* Work required
Omit every picture, then give all the entries again exactly.

* Provided information

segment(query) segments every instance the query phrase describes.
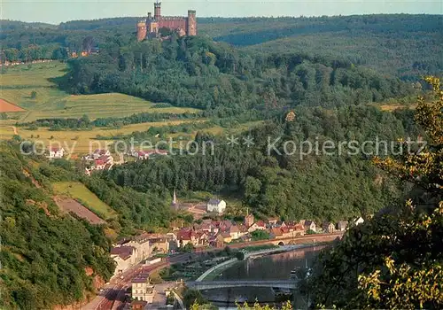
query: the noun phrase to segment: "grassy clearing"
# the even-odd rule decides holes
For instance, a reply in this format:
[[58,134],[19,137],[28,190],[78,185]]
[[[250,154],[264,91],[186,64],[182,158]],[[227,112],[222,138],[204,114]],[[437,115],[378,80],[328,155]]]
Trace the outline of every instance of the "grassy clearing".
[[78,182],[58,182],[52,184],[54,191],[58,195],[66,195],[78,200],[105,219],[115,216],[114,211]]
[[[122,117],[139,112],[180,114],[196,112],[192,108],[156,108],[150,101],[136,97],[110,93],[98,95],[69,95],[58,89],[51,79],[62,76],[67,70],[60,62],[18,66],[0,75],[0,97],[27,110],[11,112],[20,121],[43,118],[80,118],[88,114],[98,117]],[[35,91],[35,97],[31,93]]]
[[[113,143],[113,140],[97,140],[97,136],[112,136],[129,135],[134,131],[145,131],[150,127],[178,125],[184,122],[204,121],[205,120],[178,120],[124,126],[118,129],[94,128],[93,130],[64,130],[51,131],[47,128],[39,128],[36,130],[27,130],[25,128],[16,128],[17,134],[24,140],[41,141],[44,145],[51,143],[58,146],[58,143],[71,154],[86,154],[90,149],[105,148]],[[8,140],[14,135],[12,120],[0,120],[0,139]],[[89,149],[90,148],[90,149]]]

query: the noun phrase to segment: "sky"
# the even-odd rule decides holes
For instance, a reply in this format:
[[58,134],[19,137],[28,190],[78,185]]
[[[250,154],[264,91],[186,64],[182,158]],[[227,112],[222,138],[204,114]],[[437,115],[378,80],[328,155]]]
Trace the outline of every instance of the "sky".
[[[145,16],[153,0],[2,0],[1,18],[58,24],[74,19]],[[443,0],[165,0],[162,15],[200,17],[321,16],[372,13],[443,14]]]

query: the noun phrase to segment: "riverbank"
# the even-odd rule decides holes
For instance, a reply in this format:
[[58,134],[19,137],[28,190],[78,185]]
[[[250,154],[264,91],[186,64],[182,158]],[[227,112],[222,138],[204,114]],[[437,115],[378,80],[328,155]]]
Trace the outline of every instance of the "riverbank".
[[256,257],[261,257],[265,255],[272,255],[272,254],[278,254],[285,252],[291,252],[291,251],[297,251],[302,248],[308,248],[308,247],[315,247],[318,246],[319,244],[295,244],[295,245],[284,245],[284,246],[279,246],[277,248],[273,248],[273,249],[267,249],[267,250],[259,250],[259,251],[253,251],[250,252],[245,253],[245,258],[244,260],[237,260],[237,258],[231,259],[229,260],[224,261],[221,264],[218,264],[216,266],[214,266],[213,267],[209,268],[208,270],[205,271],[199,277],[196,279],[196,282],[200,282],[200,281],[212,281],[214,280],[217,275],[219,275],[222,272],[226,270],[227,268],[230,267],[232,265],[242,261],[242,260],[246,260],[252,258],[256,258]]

* Response below
segment(query) segments every instance the query phrase describes.
query: the noun phrase to segment: "grassy clearing"
# the even-odd rule decides holes
For instance, a reply in this format:
[[58,134],[19,137],[28,190],[78,185]]
[[[250,154],[264,91],[186,64],[182,158]],[[227,112],[222,138],[204,114]],[[437,115],[378,80],[328,155]]]
Trace the outline of every instance of the "grassy clearing".
[[78,182],[58,182],[52,184],[54,191],[58,195],[66,195],[78,200],[105,219],[115,216],[114,211]]
[[[122,117],[139,112],[180,114],[196,112],[192,108],[156,108],[150,101],[136,97],[110,93],[98,95],[69,95],[58,89],[51,79],[62,76],[67,70],[60,62],[18,66],[0,75],[0,97],[27,110],[11,112],[20,121],[43,118],[80,118],[88,114],[98,117]],[[35,91],[35,97],[31,93]]]
[[[113,143],[113,140],[97,140],[97,136],[112,136],[129,135],[134,131],[145,131],[150,127],[178,125],[184,122],[204,121],[205,120],[178,120],[124,126],[118,129],[94,128],[93,130],[64,130],[51,131],[47,128],[39,128],[36,130],[27,130],[25,128],[16,128],[17,134],[24,140],[41,141],[44,145],[51,143],[58,146],[58,143],[71,154],[86,154],[90,149],[105,148]],[[8,140],[14,135],[12,120],[0,120],[0,139]],[[89,149],[90,148],[90,149]]]

query: the noun phrase to segment: "sky"
# the even-odd rule decides holes
For instance, a reply in this format:
[[58,134],[19,137],[28,190],[78,185]]
[[[250,154],[264,91],[186,64],[182,158]],[[227,112],[222,138],[204,114]],[[437,115],[378,80],[328,155]]]
Trace the outline of every instance of the "sky".
[[[145,16],[153,0],[2,0],[1,18],[58,24],[74,19]],[[443,0],[165,0],[162,15],[200,17],[321,16],[372,13],[443,14]]]

query: the noun phrase to segment: "riverbank"
# the even-odd rule decides holes
For instance, a reply in this format:
[[58,134],[19,137],[28,190],[78,185]]
[[[250,154],[264,91],[186,64],[182,158]],[[227,112],[222,138],[204,114]],[[437,115],[378,80],[328,155]]]
Trace the outline of every instance of the "riverbank".
[[256,257],[261,257],[265,255],[272,255],[272,254],[278,254],[285,252],[291,252],[291,251],[297,251],[302,248],[308,248],[308,247],[315,247],[318,246],[319,244],[295,244],[295,245],[284,245],[284,246],[279,246],[277,248],[273,248],[273,249],[267,249],[267,250],[259,250],[259,251],[253,251],[250,252],[245,253],[245,258],[244,260],[237,260],[237,258],[231,259],[229,260],[224,261],[221,264],[218,264],[216,266],[214,266],[213,267],[209,268],[208,270],[205,271],[199,277],[196,279],[196,282],[200,282],[200,281],[212,281],[214,280],[217,275],[219,275],[222,272],[226,270],[227,268],[230,267],[232,265],[242,261],[242,260],[246,260],[252,258],[256,258]]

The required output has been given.